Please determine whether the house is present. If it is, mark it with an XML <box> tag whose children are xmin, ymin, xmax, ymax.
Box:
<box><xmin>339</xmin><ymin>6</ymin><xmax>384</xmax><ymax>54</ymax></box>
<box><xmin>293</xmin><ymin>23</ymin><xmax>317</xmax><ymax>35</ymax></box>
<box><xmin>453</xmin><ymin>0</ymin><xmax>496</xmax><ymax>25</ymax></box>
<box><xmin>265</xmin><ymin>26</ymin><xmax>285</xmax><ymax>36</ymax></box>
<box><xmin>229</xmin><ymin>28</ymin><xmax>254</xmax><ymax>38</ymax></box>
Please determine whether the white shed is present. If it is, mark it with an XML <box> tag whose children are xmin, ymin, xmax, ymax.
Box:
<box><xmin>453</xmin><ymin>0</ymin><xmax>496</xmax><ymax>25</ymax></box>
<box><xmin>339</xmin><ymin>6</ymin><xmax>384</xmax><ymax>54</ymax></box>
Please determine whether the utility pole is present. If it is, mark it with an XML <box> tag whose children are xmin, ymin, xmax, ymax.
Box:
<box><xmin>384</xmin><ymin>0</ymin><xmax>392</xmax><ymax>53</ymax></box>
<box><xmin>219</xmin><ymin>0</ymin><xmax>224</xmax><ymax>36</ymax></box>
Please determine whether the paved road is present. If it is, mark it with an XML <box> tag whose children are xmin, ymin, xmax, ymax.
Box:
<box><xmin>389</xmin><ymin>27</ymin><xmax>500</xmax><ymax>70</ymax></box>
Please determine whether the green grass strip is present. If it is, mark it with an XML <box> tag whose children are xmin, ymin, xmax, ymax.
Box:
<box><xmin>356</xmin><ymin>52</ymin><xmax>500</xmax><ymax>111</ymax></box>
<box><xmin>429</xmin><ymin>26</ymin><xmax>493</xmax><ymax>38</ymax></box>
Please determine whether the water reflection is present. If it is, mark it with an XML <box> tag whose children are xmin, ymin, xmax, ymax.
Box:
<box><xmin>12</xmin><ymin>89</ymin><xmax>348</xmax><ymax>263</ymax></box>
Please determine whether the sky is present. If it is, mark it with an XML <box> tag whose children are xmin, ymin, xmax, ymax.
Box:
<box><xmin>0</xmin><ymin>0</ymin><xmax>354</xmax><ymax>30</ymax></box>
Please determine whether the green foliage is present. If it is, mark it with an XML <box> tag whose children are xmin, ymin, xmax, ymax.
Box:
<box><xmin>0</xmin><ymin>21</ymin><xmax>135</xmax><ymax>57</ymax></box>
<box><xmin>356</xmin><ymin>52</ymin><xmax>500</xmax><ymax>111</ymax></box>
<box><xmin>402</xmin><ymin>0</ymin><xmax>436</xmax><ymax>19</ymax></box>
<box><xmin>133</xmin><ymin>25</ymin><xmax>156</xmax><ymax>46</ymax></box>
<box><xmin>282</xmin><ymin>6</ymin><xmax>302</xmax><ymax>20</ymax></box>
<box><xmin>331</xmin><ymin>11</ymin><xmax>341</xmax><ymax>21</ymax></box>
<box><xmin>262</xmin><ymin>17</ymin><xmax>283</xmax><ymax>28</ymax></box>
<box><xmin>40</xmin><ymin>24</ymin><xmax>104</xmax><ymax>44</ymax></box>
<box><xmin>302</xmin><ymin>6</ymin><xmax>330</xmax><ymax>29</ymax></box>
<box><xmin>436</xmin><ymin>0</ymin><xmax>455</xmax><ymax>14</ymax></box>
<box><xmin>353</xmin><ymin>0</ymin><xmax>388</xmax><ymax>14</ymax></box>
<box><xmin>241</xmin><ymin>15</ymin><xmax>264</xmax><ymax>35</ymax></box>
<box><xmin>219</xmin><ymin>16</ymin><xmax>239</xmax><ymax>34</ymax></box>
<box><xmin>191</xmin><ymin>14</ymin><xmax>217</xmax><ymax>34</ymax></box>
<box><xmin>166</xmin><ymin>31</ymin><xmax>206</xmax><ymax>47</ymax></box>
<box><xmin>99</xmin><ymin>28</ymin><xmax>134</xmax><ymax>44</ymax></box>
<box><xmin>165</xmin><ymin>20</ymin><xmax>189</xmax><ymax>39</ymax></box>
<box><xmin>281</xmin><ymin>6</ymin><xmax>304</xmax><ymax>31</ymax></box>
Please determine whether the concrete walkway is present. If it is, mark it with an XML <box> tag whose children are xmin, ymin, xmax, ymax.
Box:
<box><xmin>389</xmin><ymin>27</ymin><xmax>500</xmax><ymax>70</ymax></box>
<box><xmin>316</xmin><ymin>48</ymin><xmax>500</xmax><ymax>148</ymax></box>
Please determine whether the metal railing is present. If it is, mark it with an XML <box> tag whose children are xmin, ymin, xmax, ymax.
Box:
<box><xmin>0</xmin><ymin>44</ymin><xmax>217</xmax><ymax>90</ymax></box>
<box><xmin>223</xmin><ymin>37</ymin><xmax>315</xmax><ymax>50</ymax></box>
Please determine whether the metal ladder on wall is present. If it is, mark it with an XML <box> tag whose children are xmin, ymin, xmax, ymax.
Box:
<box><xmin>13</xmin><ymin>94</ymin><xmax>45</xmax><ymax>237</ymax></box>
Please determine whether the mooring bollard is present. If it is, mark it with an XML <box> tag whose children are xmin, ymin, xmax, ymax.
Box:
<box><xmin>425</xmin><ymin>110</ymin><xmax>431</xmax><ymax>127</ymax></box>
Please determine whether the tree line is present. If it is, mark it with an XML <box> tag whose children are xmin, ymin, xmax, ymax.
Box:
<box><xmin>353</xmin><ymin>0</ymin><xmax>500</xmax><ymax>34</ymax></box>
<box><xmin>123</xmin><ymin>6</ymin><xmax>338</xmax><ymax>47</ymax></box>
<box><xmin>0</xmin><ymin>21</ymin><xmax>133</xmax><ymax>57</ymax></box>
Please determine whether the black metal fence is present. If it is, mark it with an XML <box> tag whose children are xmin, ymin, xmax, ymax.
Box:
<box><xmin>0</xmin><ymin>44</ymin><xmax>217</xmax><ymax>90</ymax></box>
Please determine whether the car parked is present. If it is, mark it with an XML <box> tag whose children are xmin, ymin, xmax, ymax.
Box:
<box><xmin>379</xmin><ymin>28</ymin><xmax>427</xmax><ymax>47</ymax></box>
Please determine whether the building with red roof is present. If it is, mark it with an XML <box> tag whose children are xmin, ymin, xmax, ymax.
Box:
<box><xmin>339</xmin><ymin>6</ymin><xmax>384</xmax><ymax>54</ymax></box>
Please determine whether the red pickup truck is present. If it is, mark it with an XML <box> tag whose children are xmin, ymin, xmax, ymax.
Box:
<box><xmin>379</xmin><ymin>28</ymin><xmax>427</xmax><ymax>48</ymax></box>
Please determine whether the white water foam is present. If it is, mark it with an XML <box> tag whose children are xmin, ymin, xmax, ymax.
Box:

- **SET EXERCISE**
Put the lines above into a JSON list of strings, one string per line, leaving out blank lines.

- **ANSWER TO THE PROBLEM**
[
  "Please determine whether the house is present. If it is, mark it with an XML <box> tag whose children are xmin, ymin, xmax, ymax.",
  "Box:",
  "<box><xmin>339</xmin><ymin>6</ymin><xmax>384</xmax><ymax>54</ymax></box>",
  "<box><xmin>293</xmin><ymin>23</ymin><xmax>317</xmax><ymax>35</ymax></box>",
  "<box><xmin>453</xmin><ymin>0</ymin><xmax>496</xmax><ymax>25</ymax></box>",
  "<box><xmin>265</xmin><ymin>26</ymin><xmax>285</xmax><ymax>36</ymax></box>",
  "<box><xmin>229</xmin><ymin>28</ymin><xmax>254</xmax><ymax>38</ymax></box>",
  "Please determine whether the white shed is present. If it is, mark it with an XML <box> tag whose children are xmin, ymin, xmax, ymax.",
  "Box:",
  "<box><xmin>453</xmin><ymin>0</ymin><xmax>496</xmax><ymax>25</ymax></box>",
  "<box><xmin>339</xmin><ymin>6</ymin><xmax>384</xmax><ymax>54</ymax></box>",
  "Please determine whether the utility pole is present. If it is, mark it with an XML <box> tag whose children are xmin, ymin, xmax, ymax.",
  "Box:",
  "<box><xmin>384</xmin><ymin>0</ymin><xmax>392</xmax><ymax>53</ymax></box>",
  "<box><xmin>219</xmin><ymin>0</ymin><xmax>224</xmax><ymax>36</ymax></box>",
  "Please determine whether the paved road is present. If it is, mark it with an XML <box> tag whose children are xmin, ymin, xmax, ymax.",
  "Box:",
  "<box><xmin>389</xmin><ymin>27</ymin><xmax>500</xmax><ymax>70</ymax></box>",
  "Please determine whether the green grass strip is present. If it is, mark it with an XML <box> tag whose children are xmin, ymin, xmax, ymax.",
  "Box:",
  "<box><xmin>356</xmin><ymin>52</ymin><xmax>500</xmax><ymax>111</ymax></box>",
  "<box><xmin>429</xmin><ymin>26</ymin><xmax>493</xmax><ymax>38</ymax></box>",
  "Please determine whether the water reflection is present. If it is, mark it with an XML <box> tag whose children are xmin, ymin, xmax, ymax.",
  "Box:",
  "<box><xmin>12</xmin><ymin>89</ymin><xmax>348</xmax><ymax>263</ymax></box>",
  "Please determine whether the sky is present. If it is, mark it with an XML <box> tag whose children are xmin, ymin, xmax, ymax.",
  "Box:",
  "<box><xmin>0</xmin><ymin>0</ymin><xmax>354</xmax><ymax>30</ymax></box>",
  "Please determine whether the green foliage is present. If it is, mark it with an XML <box> tag whose children are xmin, ymin, xmax, ymax.",
  "Box:",
  "<box><xmin>0</xmin><ymin>21</ymin><xmax>135</xmax><ymax>57</ymax></box>",
  "<box><xmin>356</xmin><ymin>52</ymin><xmax>500</xmax><ymax>111</ymax></box>",
  "<box><xmin>402</xmin><ymin>0</ymin><xmax>436</xmax><ymax>19</ymax></box>",
  "<box><xmin>133</xmin><ymin>25</ymin><xmax>156</xmax><ymax>46</ymax></box>",
  "<box><xmin>282</xmin><ymin>6</ymin><xmax>302</xmax><ymax>20</ymax></box>",
  "<box><xmin>331</xmin><ymin>11</ymin><xmax>341</xmax><ymax>21</ymax></box>",
  "<box><xmin>262</xmin><ymin>17</ymin><xmax>283</xmax><ymax>28</ymax></box>",
  "<box><xmin>40</xmin><ymin>24</ymin><xmax>104</xmax><ymax>44</ymax></box>",
  "<box><xmin>302</xmin><ymin>6</ymin><xmax>330</xmax><ymax>29</ymax></box>",
  "<box><xmin>436</xmin><ymin>0</ymin><xmax>455</xmax><ymax>14</ymax></box>",
  "<box><xmin>353</xmin><ymin>0</ymin><xmax>388</xmax><ymax>14</ymax></box>",
  "<box><xmin>241</xmin><ymin>15</ymin><xmax>264</xmax><ymax>35</ymax></box>",
  "<box><xmin>219</xmin><ymin>16</ymin><xmax>239</xmax><ymax>34</ymax></box>",
  "<box><xmin>191</xmin><ymin>14</ymin><xmax>217</xmax><ymax>34</ymax></box>",
  "<box><xmin>166</xmin><ymin>31</ymin><xmax>206</xmax><ymax>47</ymax></box>",
  "<box><xmin>99</xmin><ymin>28</ymin><xmax>134</xmax><ymax>44</ymax></box>",
  "<box><xmin>165</xmin><ymin>20</ymin><xmax>189</xmax><ymax>39</ymax></box>",
  "<box><xmin>281</xmin><ymin>6</ymin><xmax>304</xmax><ymax>31</ymax></box>",
  "Please determine whether the concrete walkway is present. If it is, mark it with an XML <box> tag whose children are xmin, ymin, xmax, ymax.",
  "Box:",
  "<box><xmin>389</xmin><ymin>27</ymin><xmax>500</xmax><ymax>70</ymax></box>",
  "<box><xmin>316</xmin><ymin>48</ymin><xmax>500</xmax><ymax>148</ymax></box>",
  "Please determine whether the metal railing is present. If it is, mark it with an XML <box> tag whose children are xmin, ymin, xmax, ymax.",
  "Box:",
  "<box><xmin>0</xmin><ymin>44</ymin><xmax>217</xmax><ymax>90</ymax></box>",
  "<box><xmin>223</xmin><ymin>37</ymin><xmax>315</xmax><ymax>50</ymax></box>",
  "Please determine whether the metal ladder on wall is present. If it is, mark it with an XML <box> tag whose children are xmin, ymin, xmax, ymax.",
  "Box:",
  "<box><xmin>13</xmin><ymin>94</ymin><xmax>45</xmax><ymax>237</ymax></box>",
  "Please determine whether the mooring bollard is present. If it is, mark it with an XML <box> tag whose children are xmin, ymin, xmax, ymax.",
  "Box:",
  "<box><xmin>425</xmin><ymin>110</ymin><xmax>431</xmax><ymax>127</ymax></box>",
  "Please determine whether the tree line is present. If it is, mark it with an XML <box> tag whose children are xmin, ymin, xmax, ymax.",
  "Box:",
  "<box><xmin>353</xmin><ymin>0</ymin><xmax>500</xmax><ymax>34</ymax></box>",
  "<box><xmin>123</xmin><ymin>6</ymin><xmax>338</xmax><ymax>47</ymax></box>",
  "<box><xmin>0</xmin><ymin>21</ymin><xmax>133</xmax><ymax>57</ymax></box>",
  "Please determine whether the black metal fence is present. If it is, mark it with an XML <box> tag whose children are xmin, ymin, xmax, ymax.",
  "Box:",
  "<box><xmin>0</xmin><ymin>44</ymin><xmax>217</xmax><ymax>90</ymax></box>",
  "Please determine whether the car parked is present. If it is, mark it with an XML <box> tag whose children are xmin, ymin, xmax, ymax.",
  "Box:",
  "<box><xmin>379</xmin><ymin>28</ymin><xmax>427</xmax><ymax>47</ymax></box>",
  "Please determine whether the building with red roof is present. If it is, mark it with an XML <box> tag whose children are xmin, ymin, xmax, ymax.",
  "Box:",
  "<box><xmin>339</xmin><ymin>6</ymin><xmax>384</xmax><ymax>54</ymax></box>",
  "Please determine whether the red pickup truck is present. If it is, mark it with an XML <box> tag whose children are xmin, ymin, xmax, ymax.",
  "Box:",
  "<box><xmin>379</xmin><ymin>28</ymin><xmax>427</xmax><ymax>48</ymax></box>",
  "Please determine whether the white water foam is present. If it is, mark it with an XML <box> tag whose children are xmin, ymin, xmax, ymax.",
  "Box:"
]